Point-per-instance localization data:
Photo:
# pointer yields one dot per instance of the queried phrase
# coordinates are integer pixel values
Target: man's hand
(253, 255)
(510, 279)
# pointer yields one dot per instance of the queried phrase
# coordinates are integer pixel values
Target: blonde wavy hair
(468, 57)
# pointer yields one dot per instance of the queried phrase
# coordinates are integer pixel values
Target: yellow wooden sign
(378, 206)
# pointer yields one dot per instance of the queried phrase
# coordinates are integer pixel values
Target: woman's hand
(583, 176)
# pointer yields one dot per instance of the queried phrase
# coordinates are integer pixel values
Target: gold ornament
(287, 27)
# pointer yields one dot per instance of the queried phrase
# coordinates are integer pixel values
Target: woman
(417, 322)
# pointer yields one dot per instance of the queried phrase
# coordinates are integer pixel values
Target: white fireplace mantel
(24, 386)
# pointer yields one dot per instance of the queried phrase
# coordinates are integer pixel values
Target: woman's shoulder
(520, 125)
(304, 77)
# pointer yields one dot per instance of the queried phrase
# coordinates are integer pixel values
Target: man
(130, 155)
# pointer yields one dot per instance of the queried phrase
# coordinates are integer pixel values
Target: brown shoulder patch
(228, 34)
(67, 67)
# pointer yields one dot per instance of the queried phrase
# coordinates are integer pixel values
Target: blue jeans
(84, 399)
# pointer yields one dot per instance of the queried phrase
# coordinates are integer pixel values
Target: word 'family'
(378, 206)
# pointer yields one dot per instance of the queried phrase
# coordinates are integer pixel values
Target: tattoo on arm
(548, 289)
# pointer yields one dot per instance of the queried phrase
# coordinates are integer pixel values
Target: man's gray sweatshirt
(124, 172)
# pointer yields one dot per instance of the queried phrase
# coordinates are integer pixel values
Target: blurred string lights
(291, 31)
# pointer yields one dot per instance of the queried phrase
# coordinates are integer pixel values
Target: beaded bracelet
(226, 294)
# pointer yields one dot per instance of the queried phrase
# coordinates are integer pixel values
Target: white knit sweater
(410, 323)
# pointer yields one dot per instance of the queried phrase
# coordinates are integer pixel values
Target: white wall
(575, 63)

▶ **TASK PROMPT**: Print all of the lines above so that each one matches its original exactly.

▶ **SOLUTION TO THIS EXERCISE**:
Photo:
# pointer yields one dot per instance of the queried phrase
# coordinates are integer pixel values
Target: man's hand
(253, 255)
(510, 279)
# pointer yields one dot per instance of the queried phrase
# coordinates are integer pixel values
Target: blonde wavy hair
(468, 57)
# pointer yields one dot per instance of the queried phrase
# coordinates are integer pixel values
Target: yellow wooden sign
(378, 206)
# pointer yields one dot per instance of the queried phrase
# coordinates are integer pixel values
Target: woman's hand
(583, 176)
# pointer yields one dot per instance of the queried phrase
# coordinates are integer pixel values
Target: gold ornament
(287, 27)
# pointer yields one dot per instance of the queried phrase
# coordinates are integer pixel values
Target: woman
(417, 322)
# pointer yields one dot per instance of the queried phrase
# coordinates are integer pixel values
Target: white fireplace mantel
(24, 386)
# pointer yields one dot per instance of the queried phrase
# coordinates are integer pixel values
Target: woman's shoulder
(520, 125)
(304, 77)
# pointer yields one dot per instance of the queried phrase
# coordinates are integer pixel values
Target: man
(130, 155)
# pointer yields one dot per instance of the queried phrase
# coordinates are integer pixel values
Target: brown shoulder patch
(228, 34)
(67, 67)
# pointer yields one dot per instance of the queried phrase
# coordinates are integer pixel values
Target: blue jeans
(84, 399)
# pointer yields one dot per instance of the queried phrase
# coordinates are integer pixel values
Target: word 'family'
(378, 206)
# pointer yields one dot per instance of the queried phrase
# coordinates are integer pixel values
Target: tattoo on arm
(548, 289)
# pointer yields one dot per instance of the queried phrase
# coordinates are integer pixel values
Target: man's gray sweatshirt
(124, 172)
# pointer yields one dot per instance of the queried phrase
# coordinates are integer pixel values
Target: blurred string lights
(291, 31)
# pointer yields one dot per instance of the queried phrase
# coordinates are integer pixel values
Target: beaded bracelet
(226, 294)
# pointer yields one dot per instance of the queried phrase
# coordinates are integer pixel values
Target: white knit sweater
(410, 323)
# pointer yields one dot per instance of the queried phrase
# coordinates are integer pixel values
Target: white wall
(575, 63)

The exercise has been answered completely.